Entries:
--------

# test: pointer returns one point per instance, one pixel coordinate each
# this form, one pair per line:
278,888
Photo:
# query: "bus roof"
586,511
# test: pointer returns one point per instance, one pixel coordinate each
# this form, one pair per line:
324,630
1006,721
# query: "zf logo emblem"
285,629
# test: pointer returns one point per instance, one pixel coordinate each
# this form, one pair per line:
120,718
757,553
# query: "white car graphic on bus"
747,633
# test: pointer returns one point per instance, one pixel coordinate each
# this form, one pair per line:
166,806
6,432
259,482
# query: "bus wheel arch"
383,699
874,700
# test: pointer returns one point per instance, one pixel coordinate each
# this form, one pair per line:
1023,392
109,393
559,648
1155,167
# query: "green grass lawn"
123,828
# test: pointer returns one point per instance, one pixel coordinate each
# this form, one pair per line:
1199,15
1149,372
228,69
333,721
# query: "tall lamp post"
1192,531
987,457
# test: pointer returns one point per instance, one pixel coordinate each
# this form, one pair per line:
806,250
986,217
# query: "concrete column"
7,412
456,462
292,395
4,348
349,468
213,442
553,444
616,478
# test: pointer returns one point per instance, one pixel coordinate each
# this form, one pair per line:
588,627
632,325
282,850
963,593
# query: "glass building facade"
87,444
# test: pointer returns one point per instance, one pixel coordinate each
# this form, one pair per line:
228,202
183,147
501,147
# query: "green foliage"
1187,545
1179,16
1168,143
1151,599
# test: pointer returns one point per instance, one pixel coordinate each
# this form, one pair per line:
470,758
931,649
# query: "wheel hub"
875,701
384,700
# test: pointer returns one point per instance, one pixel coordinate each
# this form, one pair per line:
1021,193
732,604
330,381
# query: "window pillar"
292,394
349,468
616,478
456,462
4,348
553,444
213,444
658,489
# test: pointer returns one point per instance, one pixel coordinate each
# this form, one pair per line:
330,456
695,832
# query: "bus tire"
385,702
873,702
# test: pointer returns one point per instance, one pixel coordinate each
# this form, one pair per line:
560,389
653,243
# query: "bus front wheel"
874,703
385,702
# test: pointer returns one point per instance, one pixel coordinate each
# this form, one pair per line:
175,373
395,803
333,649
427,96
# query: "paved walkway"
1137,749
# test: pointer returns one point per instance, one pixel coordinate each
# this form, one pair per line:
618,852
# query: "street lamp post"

--------

Exercise description:
Please list each line of the records above that contains the word "green". Case counts.

Final answer:
# query: "green grass lawn"
# query: "green foliage"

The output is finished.